▶

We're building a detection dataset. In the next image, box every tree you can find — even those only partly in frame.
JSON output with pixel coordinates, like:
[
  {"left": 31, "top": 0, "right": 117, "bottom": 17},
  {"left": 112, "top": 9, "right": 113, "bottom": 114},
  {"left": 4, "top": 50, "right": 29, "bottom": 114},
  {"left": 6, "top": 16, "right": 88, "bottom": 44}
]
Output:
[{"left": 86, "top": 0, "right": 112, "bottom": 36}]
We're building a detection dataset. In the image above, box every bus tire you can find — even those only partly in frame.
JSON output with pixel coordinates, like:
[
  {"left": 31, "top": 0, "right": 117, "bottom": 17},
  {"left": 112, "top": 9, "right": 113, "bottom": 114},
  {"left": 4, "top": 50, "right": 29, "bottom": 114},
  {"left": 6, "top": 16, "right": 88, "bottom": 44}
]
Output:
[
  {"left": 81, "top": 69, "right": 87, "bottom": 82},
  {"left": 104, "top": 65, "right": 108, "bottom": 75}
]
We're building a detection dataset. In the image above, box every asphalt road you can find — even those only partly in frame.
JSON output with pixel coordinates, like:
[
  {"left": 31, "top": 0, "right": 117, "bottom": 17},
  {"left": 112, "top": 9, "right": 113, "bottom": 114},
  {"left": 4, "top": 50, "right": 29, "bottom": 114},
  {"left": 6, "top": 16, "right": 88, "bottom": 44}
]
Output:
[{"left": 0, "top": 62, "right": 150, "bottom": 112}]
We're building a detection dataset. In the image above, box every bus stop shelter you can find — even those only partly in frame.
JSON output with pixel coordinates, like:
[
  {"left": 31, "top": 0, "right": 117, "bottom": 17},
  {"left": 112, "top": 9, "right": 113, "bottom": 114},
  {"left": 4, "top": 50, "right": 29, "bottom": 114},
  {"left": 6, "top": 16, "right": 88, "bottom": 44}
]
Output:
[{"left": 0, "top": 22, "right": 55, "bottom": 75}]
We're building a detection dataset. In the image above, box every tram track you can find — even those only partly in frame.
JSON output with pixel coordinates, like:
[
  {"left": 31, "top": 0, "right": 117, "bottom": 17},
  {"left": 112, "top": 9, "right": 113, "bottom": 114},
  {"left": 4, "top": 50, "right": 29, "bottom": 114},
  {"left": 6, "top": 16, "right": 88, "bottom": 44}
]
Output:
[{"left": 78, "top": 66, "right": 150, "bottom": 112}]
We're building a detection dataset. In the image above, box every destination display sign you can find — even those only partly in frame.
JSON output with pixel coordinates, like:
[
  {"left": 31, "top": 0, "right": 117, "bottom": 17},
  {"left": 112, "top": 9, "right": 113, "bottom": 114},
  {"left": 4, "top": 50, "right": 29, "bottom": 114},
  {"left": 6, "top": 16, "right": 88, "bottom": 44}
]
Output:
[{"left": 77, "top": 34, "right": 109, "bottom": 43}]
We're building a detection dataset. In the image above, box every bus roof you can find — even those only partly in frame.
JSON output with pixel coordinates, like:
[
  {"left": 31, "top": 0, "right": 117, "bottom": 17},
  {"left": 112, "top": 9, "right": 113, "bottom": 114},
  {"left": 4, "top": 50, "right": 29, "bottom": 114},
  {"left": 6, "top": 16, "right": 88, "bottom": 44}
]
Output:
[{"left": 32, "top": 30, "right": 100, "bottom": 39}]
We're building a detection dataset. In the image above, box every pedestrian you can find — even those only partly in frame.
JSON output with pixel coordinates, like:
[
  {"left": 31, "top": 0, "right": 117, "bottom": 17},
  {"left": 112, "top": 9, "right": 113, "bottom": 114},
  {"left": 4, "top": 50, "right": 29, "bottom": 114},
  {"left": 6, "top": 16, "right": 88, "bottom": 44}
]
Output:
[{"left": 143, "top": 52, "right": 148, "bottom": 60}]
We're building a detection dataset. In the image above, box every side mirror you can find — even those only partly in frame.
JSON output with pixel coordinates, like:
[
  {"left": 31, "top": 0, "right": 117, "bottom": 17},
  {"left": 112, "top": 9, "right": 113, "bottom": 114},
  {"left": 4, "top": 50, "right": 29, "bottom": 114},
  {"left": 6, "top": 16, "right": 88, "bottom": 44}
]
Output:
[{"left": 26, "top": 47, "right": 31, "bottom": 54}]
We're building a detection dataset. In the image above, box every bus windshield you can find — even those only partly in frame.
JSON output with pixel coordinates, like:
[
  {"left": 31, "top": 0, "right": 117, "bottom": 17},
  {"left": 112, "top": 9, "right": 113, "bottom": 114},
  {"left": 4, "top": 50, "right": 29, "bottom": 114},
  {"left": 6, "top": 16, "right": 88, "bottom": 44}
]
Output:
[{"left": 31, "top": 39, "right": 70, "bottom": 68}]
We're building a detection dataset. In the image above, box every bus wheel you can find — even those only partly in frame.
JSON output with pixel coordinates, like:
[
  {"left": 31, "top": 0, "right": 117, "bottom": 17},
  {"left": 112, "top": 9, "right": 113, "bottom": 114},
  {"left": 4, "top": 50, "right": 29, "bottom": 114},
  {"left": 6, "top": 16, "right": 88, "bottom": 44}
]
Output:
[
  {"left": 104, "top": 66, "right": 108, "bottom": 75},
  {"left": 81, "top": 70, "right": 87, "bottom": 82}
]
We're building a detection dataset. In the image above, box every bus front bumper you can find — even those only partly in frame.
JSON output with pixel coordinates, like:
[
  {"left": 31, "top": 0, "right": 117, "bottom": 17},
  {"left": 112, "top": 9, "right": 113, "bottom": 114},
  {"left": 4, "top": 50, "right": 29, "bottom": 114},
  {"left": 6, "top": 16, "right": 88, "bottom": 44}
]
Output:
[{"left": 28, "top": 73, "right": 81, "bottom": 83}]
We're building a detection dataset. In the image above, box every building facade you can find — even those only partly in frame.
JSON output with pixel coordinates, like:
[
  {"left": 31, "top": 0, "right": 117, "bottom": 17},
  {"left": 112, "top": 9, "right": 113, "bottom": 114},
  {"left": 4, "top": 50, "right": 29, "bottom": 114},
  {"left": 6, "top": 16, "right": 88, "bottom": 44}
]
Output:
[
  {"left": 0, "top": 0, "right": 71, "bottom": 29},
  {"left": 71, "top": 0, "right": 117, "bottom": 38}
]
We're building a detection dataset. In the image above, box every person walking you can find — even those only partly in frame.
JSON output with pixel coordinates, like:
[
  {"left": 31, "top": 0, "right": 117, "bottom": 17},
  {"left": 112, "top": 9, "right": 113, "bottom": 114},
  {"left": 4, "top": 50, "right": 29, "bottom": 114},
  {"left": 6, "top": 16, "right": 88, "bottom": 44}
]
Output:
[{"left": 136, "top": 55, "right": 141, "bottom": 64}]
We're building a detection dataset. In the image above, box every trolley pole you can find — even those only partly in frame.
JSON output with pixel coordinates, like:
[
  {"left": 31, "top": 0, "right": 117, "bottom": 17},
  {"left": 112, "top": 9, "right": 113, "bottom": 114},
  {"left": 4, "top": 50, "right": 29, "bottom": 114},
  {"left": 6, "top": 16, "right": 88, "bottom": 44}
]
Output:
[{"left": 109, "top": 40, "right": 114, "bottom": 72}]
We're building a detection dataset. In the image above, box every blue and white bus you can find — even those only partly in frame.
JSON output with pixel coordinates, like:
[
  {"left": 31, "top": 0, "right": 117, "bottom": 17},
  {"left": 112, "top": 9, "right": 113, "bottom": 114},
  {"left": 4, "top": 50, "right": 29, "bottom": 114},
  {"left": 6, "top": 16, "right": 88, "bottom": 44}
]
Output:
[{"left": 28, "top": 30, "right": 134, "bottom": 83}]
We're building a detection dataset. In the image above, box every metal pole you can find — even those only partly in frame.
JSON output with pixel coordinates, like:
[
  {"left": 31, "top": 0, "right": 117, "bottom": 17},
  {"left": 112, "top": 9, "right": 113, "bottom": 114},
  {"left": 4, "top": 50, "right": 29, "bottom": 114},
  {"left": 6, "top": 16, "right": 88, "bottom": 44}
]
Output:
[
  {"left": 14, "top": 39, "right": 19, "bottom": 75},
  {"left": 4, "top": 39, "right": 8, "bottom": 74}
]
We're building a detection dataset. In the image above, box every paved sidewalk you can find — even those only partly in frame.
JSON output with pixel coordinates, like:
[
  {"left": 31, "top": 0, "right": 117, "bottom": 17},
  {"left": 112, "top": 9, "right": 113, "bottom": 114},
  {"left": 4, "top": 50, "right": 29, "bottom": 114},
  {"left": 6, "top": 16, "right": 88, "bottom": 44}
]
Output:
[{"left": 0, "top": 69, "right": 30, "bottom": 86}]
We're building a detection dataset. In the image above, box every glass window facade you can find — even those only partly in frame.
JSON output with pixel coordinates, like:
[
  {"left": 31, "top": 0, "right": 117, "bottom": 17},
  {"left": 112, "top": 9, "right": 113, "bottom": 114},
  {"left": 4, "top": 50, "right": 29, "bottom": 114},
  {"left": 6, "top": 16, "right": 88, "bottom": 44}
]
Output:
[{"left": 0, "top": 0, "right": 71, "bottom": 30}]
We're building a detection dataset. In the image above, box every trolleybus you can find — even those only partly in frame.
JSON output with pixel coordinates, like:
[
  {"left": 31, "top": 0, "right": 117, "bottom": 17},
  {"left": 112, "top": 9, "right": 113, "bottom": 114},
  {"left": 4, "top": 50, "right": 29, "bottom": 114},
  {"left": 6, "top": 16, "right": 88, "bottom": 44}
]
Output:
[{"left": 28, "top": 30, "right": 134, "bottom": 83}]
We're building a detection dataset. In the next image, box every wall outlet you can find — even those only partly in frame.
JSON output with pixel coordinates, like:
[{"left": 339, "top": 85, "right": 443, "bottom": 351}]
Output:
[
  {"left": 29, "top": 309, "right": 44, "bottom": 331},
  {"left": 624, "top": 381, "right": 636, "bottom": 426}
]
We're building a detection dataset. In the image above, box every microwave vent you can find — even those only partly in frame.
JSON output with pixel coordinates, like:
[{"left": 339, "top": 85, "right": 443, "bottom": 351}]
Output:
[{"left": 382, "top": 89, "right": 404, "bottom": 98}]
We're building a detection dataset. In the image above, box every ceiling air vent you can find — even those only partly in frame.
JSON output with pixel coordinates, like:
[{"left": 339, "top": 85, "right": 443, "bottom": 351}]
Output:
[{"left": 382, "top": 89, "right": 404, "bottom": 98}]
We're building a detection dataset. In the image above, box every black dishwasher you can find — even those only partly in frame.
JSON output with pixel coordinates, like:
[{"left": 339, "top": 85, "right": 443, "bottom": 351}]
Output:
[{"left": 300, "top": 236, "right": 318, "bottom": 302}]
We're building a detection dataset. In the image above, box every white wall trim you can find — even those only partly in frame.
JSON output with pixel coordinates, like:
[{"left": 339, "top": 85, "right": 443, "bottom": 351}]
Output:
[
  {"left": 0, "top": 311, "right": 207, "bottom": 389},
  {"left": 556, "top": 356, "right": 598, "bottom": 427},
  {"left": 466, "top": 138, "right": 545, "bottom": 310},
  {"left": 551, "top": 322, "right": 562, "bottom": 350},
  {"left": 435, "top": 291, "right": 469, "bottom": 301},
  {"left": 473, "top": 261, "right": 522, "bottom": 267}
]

◀

Return the part of the listing that opens with the line containing "box every black" and continues through the end of the listing, reproducing those lines exactly with nothing else.

We're building a detection dataset. In the image above, box every black dishwasher you can find — even those only partly in frame.
JSON output with pixel coordinates, like:
[{"left": 339, "top": 85, "right": 443, "bottom": 351}]
Output:
[{"left": 300, "top": 236, "right": 318, "bottom": 302}]
We're building a detection dataset. In the image above, box every white wall trim you can find — even those only partly in frame.
JSON output with pixel coordinates, like:
[{"left": 339, "top": 85, "right": 443, "bottom": 351}]
Output:
[
  {"left": 0, "top": 311, "right": 207, "bottom": 389},
  {"left": 556, "top": 356, "right": 598, "bottom": 427},
  {"left": 466, "top": 138, "right": 545, "bottom": 310},
  {"left": 551, "top": 322, "right": 562, "bottom": 350},
  {"left": 435, "top": 291, "right": 469, "bottom": 301},
  {"left": 473, "top": 261, "right": 522, "bottom": 267}
]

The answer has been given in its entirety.